— Exercise set —
• 1. Using the text on choosing a care facility below, decide whether each statement agrees with it, answering yes or no and quoting the deciding words: (a) A good response time to call lights is typically under 5 minutes. (b) The helpful social workers worked at the facility where the mother later stayed. (c) Visitors should expect a seven course meal.
• 2. Translate this sentence from the text on choosing a care facility below into Spanish: "Whoever is taking you on the tour will undoubtedly be highlighting the good points of their facility."

— Passage provided —
----

Use this information as the first step in the process of determining the three or four facilities you are going to visit in order to make a final decision for your loved one. 

Depending upon the situation, you may also have access to a social worker who may be able to guide you through this process. 

When my mother fell and was in the hospital, I received plenty of support and feedback from the social workers at the hospital she was receiving care in. They helped me to pick the right facility close to me with a good reputation and quality control where she stayed until she was able to come home. So if you have access to such advice, use it. 

Now that you have narrowed your choices to the three of four facilities that will fit the needs of your loved one, you now need to make arrangements to visit them. As you go on the tour, you need to be like a sponge, absorbing as much information as you can and being as observant as you can.

Whoever is taking you on the tour will undoubtedly be highlighting the good points of their facility. But these are some of the things that you want to be watching for… 

  • Is the staff pleasant with the patients at the facility? Do they treat the residents with dignity or like children?
  • Does the staff seem like they care or is this just a job?
  • Does the staff know the names of the residents?
  • Did the staff greet you as you entered the facility?
  • Does the staff appear rushed? Or are they working at a pace that appears calm and steady.
  • Take a moment and listen. Do you hear any laughter? How about friendly conversations between residents?
  • Are the residents clean and well groomed? Is their home combed? Are their nails clipped?
  • Are residents allowed to move about the facility?
  • Observe how quickly it takes for the staff to respond to call lights and buzzers. If they cannot respond quickly enough in the daytime when you are taking the tour, imagine how long it will take at night when they aren’t as well staffed. Typically, a ‘good’ response time is under 5 minutes.
  • Look for the proper use of safety equipment, such as handrails in the hallways and the bathrooms. In addition, rooms and hallways should be well lit and rooms should be uncluttered.
  • Observe the smell of the facility. Does it smell like it’s been cleaned regularly or does it smell like human waste.
  • Try and sample a meal from the kitchen if possible. Does, for example, the pizza taste like pizza…or egg noodles and ketchup on dried cardboard. I am not telling you to expect a seven course meal but you do want quality and nutritious meals for your loved one. 

And here are some questions for the facilities administrators: 

  • What is the turnover rate for the staff? Retention of the staff means that the residents have the same aides over and over, building a level of familiarity and trust between staff and resident.

----

— Data records —
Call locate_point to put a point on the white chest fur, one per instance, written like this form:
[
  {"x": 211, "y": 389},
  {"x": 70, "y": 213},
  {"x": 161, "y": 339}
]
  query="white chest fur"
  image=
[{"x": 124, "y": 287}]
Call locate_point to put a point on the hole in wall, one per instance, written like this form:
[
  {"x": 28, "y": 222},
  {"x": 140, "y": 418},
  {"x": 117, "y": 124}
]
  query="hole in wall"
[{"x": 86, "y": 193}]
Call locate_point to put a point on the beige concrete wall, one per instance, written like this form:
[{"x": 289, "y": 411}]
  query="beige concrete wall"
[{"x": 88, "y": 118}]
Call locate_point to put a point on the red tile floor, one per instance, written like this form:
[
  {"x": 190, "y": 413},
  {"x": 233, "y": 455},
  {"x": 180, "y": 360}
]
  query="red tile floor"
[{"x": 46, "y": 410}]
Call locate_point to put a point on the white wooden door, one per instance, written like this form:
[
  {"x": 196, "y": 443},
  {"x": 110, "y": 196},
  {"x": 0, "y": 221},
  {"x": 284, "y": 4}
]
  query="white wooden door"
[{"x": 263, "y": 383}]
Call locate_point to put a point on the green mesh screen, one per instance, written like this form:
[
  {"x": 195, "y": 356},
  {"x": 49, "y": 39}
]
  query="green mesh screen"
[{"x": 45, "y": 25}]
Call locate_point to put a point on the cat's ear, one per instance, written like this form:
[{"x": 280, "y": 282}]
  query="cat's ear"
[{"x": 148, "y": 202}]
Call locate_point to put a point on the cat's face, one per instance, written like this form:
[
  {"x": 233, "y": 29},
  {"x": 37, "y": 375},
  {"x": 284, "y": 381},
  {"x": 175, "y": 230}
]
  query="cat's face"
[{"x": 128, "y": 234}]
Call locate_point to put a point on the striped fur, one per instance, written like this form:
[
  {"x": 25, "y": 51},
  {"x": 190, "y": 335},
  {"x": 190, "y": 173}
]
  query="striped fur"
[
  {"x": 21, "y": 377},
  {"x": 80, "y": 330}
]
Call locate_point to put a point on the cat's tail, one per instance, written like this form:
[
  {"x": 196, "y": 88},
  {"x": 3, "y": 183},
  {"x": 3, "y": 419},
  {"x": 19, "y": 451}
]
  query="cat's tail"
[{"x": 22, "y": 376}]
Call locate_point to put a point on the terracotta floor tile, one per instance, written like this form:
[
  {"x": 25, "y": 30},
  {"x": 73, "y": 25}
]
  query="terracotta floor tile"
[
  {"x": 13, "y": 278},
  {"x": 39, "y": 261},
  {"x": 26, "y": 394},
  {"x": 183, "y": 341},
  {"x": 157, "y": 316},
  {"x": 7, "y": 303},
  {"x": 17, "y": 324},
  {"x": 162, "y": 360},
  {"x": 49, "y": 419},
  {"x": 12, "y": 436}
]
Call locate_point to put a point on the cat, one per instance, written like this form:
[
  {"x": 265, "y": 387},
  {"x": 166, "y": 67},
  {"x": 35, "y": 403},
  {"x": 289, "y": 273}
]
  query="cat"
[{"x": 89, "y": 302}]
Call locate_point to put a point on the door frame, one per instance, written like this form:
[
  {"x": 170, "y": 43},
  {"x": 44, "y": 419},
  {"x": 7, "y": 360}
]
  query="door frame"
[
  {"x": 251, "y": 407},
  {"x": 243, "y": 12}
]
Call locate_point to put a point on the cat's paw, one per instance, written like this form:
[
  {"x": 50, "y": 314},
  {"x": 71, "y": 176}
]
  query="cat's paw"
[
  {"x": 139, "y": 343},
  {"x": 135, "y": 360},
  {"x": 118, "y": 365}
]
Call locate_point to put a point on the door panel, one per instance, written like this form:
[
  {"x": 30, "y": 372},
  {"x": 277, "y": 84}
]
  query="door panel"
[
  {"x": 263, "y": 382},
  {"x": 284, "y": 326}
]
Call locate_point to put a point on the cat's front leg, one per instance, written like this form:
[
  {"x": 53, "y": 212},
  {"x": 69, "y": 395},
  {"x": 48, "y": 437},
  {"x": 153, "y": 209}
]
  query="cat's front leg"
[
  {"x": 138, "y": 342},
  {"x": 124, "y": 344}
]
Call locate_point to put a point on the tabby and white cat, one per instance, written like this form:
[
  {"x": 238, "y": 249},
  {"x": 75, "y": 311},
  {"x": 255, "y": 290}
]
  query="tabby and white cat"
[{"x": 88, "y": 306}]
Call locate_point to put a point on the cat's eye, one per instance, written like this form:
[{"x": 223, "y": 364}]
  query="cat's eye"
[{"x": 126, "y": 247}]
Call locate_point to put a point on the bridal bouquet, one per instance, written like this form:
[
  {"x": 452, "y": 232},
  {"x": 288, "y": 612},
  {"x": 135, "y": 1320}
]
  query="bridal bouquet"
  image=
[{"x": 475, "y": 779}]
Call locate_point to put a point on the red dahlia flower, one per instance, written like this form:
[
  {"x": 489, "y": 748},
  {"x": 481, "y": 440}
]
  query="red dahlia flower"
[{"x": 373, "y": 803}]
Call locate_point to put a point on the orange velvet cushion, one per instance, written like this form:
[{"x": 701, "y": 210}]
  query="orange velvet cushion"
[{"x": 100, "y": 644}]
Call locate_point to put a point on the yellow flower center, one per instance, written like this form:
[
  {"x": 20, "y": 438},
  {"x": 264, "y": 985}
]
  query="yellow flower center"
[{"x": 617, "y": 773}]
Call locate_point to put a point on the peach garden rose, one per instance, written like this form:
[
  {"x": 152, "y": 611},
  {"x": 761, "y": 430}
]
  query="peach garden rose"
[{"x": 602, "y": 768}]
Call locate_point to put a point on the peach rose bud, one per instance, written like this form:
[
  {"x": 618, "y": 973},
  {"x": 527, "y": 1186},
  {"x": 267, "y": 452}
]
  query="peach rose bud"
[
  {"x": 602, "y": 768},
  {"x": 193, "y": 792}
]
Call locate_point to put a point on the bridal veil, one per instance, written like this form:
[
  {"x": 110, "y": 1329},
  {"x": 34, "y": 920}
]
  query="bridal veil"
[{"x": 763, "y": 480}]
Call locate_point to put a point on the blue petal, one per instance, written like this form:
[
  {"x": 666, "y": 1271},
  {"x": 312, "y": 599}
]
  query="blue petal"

----

— Responses to the tasks —
• 1.
(a) Yes: "Typically, a ‘good’ response time is under 5 minutes."
(b) No: "I received plenty of support and feedback from the social workers at the hospital she was receiving care in."
(c) No: "I am not telling you to expect a seven course meal but you do want quality and nutritious meals for your loved one."

• 2. Quien le esté guiando en el recorrido sin duda estará destacando los aspectos positivos de su centro.